■ **SHORT TASK**: Exactly repeat the line that contains "Target: red headdress", then every line after it up to and including the final line.

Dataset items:
____

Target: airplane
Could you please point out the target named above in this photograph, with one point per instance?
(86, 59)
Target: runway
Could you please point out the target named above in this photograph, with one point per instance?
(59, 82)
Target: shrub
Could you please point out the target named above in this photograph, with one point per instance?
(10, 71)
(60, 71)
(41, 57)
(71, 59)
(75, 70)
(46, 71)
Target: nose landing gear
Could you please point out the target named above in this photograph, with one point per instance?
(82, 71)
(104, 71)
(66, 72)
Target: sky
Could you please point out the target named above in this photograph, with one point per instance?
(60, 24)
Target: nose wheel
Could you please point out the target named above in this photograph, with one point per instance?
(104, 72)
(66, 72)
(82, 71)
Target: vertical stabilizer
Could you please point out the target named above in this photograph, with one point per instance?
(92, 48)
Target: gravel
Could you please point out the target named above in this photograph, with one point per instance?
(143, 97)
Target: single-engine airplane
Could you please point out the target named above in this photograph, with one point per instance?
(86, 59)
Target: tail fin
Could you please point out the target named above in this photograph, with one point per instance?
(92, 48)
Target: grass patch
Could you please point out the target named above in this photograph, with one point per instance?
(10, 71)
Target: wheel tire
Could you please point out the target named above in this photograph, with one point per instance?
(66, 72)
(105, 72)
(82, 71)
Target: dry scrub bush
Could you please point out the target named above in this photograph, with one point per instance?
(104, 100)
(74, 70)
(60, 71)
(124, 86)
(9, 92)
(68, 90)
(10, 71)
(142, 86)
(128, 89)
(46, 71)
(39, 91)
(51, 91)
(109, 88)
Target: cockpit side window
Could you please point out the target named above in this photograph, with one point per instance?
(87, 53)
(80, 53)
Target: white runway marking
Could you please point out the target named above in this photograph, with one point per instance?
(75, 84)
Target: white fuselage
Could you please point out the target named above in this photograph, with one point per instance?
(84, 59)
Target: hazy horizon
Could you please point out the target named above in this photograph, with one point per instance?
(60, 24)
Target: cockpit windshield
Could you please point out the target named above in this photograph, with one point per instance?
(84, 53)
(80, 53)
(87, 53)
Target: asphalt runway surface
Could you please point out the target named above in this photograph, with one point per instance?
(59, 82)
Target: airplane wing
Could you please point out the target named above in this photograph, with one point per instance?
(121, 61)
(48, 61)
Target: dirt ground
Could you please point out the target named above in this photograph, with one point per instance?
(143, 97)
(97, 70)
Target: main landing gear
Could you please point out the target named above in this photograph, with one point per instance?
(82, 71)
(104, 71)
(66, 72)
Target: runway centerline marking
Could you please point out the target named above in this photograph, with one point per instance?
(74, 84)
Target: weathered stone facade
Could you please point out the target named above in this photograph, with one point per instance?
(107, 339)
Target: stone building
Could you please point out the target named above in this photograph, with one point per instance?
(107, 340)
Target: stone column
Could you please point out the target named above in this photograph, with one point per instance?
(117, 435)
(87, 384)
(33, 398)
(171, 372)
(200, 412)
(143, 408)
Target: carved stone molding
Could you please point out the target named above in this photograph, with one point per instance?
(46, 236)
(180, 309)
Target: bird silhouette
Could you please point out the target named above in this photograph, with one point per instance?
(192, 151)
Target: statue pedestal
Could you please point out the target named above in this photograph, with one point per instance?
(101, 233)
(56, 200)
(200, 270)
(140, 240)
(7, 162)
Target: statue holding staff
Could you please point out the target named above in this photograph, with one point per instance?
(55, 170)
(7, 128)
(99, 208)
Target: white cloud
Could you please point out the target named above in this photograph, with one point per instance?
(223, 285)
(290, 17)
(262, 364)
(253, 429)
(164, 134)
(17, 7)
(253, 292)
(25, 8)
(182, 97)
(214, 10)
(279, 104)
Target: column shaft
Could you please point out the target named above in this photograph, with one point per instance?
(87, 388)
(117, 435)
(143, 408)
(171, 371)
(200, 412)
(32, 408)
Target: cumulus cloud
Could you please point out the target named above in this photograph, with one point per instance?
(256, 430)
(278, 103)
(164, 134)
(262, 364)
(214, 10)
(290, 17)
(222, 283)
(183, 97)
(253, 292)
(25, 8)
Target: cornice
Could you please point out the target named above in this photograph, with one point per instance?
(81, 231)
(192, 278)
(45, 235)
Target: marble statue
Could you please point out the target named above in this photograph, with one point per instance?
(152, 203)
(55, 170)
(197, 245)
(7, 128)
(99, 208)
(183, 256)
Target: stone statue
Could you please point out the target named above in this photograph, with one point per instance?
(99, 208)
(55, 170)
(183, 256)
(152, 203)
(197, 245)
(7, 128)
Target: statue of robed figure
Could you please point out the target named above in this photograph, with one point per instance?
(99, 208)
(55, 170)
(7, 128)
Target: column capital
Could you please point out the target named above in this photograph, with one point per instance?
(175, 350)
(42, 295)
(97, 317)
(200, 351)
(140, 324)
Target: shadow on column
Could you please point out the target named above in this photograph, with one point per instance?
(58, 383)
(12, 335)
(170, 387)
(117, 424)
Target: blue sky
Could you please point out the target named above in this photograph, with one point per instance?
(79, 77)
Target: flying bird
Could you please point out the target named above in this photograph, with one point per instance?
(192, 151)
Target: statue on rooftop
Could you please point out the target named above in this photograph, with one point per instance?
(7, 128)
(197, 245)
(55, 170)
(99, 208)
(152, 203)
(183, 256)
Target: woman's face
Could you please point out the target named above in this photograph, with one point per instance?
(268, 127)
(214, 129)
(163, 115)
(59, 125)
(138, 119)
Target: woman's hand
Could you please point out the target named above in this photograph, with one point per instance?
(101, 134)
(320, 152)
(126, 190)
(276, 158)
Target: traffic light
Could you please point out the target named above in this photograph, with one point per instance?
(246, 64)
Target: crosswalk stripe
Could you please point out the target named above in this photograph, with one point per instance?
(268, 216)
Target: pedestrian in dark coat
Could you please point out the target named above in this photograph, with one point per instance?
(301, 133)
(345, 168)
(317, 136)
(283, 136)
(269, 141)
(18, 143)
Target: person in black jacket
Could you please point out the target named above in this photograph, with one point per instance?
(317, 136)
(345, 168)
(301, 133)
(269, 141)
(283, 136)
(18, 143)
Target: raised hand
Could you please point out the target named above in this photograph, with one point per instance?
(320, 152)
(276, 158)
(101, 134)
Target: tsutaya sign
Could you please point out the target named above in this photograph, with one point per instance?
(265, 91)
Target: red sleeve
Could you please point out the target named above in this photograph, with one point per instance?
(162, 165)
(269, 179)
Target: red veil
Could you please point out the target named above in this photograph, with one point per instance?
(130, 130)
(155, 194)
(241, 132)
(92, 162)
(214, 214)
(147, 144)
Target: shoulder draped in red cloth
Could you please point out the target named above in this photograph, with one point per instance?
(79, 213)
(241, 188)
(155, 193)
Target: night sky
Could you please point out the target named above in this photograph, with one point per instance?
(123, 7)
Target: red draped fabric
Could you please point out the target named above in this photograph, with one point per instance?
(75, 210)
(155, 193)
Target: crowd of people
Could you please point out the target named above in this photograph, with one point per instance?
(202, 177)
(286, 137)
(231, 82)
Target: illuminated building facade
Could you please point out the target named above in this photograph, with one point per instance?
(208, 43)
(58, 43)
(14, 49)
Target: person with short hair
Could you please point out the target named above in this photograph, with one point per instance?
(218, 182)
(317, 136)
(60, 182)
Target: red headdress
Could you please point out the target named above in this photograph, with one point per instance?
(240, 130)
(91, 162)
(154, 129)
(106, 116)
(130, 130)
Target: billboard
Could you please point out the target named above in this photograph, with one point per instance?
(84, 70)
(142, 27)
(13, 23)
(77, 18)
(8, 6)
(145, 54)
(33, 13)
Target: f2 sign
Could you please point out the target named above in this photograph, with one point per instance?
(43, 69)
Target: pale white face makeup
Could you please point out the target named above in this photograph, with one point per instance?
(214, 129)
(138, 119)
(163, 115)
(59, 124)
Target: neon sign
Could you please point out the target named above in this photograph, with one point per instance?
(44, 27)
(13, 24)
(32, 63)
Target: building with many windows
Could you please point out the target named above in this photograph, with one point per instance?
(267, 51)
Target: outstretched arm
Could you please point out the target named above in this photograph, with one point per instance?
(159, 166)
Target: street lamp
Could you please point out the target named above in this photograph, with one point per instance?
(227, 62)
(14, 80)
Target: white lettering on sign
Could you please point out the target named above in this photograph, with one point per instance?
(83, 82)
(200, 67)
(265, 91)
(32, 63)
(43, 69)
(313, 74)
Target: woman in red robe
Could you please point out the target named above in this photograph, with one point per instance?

____

■ **FINISHED EXERCISE**:
Target: red headdress
Could you please point out the target named above in this photograph, with one point per instance?
(240, 130)
(91, 162)
(154, 129)
(106, 116)
(130, 130)
Target: billboard
Could you please point out the target named above in this photograph, with one point per instance?
(84, 70)
(142, 27)
(13, 23)
(77, 18)
(8, 6)
(145, 54)
(33, 13)
Target: f2 sign
Could you please point out the target named above in this photograph, with one point per instance?
(43, 69)
Target: pale white face makeup
Could you please point out the target named above in this photograph, with one point per instance?
(214, 129)
(138, 119)
(163, 115)
(59, 124)
Target: neon sign
Could you please point out the target named above in this photograph, with one point per instance?
(44, 27)
(13, 24)
(32, 63)
Target: building with many windows
Could you please point out the target named above in this photograph, with one point per instance?
(267, 51)
Target: outstretched arm
Could you please point out the target named above in this photograph, with one point per instance?
(159, 166)
Target: street lamp
Could you please point out the target named above in this photograph, with one point per instance?
(227, 62)
(14, 80)
Target: white lettering on sign
Could you please point out the target named above in this photograph, with one point per instance?
(83, 82)
(200, 67)
(265, 91)
(32, 63)
(43, 69)
(313, 74)
Target: woman in red robe
Could you please point out the target named above in this photograph, with one point per instance?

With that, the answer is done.